[Task goal] Go line by line through the entries and show those that hold the string "every".

[Data for this task]

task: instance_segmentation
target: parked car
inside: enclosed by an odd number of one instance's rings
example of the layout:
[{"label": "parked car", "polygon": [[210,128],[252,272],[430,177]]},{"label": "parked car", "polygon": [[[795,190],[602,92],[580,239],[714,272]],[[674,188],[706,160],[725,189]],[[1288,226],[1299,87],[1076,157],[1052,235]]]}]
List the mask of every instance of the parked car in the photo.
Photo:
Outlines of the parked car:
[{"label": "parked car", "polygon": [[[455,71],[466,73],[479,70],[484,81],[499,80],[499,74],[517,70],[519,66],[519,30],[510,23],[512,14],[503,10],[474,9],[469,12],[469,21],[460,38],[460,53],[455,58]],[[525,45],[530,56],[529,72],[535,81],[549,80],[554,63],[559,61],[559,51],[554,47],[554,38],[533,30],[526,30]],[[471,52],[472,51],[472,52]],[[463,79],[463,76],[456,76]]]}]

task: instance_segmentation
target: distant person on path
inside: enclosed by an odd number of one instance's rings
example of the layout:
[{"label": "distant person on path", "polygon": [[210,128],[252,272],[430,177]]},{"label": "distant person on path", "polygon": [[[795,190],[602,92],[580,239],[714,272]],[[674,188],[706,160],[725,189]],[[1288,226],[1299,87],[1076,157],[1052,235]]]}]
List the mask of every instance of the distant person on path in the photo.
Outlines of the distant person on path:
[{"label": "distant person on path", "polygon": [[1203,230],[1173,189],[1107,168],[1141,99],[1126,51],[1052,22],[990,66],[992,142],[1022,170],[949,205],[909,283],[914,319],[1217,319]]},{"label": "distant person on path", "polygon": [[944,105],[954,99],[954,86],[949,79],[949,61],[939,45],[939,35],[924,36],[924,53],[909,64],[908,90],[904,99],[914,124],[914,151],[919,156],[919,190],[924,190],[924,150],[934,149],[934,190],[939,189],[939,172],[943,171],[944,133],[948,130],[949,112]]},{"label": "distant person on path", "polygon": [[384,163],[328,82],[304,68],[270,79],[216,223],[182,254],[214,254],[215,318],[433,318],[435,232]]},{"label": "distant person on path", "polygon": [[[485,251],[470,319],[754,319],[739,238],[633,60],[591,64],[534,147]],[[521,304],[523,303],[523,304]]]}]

[Task answer]
List the mask of every instance of the parked car in the photo.
List the mask of every instance of the distant person on path in the photo.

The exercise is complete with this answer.